◆ **DOCUMENT SECTION**
■ ■ ■ ■
The result? People gave more to the single child, which is an “absurd outcome” in Singer’s view. His conclusion is that “emotional empathy” biases us towards individual cases, whereas a more rational utilitarian approach—what he calls “effective altruism”—would prompt us to save the larger number of children. It is reason and argument, not empathy he contends, that should be our primary moral guide.
 
This sounds logical, but I believe the anti-empathy brigade is badly mistaken, for two main reasons.
 
First, they show an astonishing willingness to ignore different types of empathy. A standard psychology textbook reveals that there are two forms. One is ‘affective’ empathy, which is about feeling or mirroring others’ emotions—as when Bill Clinton famously told an HIV/AIDS activist that “I feel your pain.” The other is ‘cognitive’ or ‘perspective-taking’ empathy, where you focus on imagining what it’s like to be another person, with their beliefs, experiences, hopes, fears and views of the world.
 
Bloom and Singer only give attention to affective empathy (which they describe as ‘emotional empathy’). I agree with them that a strong emotional resonance can make us unfairly favour individual cases, so of course we should save the eight lives rather than one. But while they both acknowledge the existence of cognitive empathy, they fail to explore its power to promote ethical behaviour.
 
In doing so, what they really miss is that cognitive empathy has been a crucial force in the struggle for human rights and the task of shifting social and political structures. Let me give an example: the campaign against slavery and the slave trade in eighteenth-century Britain.
 
In the 1780s, at a time when half a million slaves were being worked to death on British sugar plantations in the Caribbean, opponents of slavery launched an empathy-based political campaign to get members of the public to understand what it might be like to be a slave. They printed tens of thousands of copies of a poster showing how many slaves could be squeezed onto a slave ship, published oral testimonies of violence against slaves, and got former slaves to give public talks about their ordeals. In other words, they were tapping into the cognitive empathy of some sections of British society.
 
The results were spectacular: public protests, parliamentary petitions, and the world’s first fair trade boycott (of slave-produced sugar). According to historian Adam Hochschild in his book Bury the Chains, the campaign—when combined with other factors such as slave revolts on plantations and structural shifts like the diminishing profitability of the slave economy—played a key role in the abolition of the slave trade in 1807 and the eventual abolition of slavery itself.
 
Hochschild injects a missing ingredient into this story by showing that there was a “sudden upswelling” of human empathy, remarkable for the fact that “it was the first time a large number of people became outraged, and stayed outraged for many years, over someone else’s rights.”
■ ■ ■ ■
◆ **WHAT TO DO**
(A) Answer these questions about the essay on empathy, marking each answer with the same numeral:
(i) What name does Singer give to the more rational utilitarian approach?
(ii) How many slaves were being worked to death on British sugar plantations in the Caribbean in the 1780s?
(iii) In which year was the slave trade abolished?
(B) Pick out every line of the listing below that contains the word "head", matching case exactly.
■ ■ ■ ■
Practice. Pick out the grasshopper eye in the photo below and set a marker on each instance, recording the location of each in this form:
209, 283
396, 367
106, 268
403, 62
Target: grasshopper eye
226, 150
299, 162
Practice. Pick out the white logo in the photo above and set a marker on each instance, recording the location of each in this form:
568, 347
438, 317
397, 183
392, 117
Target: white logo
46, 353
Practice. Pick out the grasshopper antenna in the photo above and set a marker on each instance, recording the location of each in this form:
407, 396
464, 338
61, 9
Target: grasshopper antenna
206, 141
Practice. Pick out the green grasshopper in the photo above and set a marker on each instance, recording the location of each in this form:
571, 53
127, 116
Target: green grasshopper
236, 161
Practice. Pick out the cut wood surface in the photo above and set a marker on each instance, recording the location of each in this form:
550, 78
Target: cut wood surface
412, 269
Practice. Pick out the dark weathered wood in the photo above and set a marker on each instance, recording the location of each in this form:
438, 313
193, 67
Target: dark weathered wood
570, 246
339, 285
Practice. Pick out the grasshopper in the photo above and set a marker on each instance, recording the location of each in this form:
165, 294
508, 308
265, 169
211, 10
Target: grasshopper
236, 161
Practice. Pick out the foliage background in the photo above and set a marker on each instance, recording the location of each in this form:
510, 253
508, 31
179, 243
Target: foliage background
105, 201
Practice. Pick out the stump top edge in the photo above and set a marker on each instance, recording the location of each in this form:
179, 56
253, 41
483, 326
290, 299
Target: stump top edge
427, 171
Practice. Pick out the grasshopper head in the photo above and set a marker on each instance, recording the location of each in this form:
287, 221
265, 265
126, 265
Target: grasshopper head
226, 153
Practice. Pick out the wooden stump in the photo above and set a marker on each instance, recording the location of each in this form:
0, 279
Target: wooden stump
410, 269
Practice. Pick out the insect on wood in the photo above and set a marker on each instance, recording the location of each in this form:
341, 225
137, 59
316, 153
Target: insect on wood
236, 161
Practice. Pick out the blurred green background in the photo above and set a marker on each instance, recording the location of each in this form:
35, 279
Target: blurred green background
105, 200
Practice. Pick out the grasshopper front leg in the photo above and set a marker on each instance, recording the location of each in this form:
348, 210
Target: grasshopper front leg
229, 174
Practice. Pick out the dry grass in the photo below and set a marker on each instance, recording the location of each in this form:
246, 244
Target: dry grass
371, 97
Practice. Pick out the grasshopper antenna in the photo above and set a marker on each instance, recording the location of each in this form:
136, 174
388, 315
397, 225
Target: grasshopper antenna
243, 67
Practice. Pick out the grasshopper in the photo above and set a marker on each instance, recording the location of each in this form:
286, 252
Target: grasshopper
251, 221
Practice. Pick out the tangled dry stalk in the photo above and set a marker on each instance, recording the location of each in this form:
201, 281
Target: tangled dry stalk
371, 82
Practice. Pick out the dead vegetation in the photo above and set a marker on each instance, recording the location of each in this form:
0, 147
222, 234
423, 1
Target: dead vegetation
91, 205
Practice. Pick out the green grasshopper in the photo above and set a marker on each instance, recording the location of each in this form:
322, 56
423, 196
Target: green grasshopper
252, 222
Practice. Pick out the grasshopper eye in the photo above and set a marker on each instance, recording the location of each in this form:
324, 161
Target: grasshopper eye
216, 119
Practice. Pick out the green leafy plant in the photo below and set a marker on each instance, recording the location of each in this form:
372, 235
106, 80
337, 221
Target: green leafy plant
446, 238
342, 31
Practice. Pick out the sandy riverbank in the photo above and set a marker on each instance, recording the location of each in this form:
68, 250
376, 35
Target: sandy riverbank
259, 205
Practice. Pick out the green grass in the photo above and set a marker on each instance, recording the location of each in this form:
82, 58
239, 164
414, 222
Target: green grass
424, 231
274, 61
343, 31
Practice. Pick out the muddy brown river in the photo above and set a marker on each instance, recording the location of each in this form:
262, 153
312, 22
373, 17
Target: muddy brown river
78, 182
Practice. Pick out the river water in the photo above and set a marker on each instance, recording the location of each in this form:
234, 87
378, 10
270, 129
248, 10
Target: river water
■ ■ ■ ■
◆ **ANSWERS FOR THE EXERCISE**
(A)
(i) Effective altruism
(ii) Half a million
(iii) 1807

(B)
Practice. Pick out the grasshopper head in the photo above and set a marker on each instance, recording the location of each in this form:
Target: grasshopper head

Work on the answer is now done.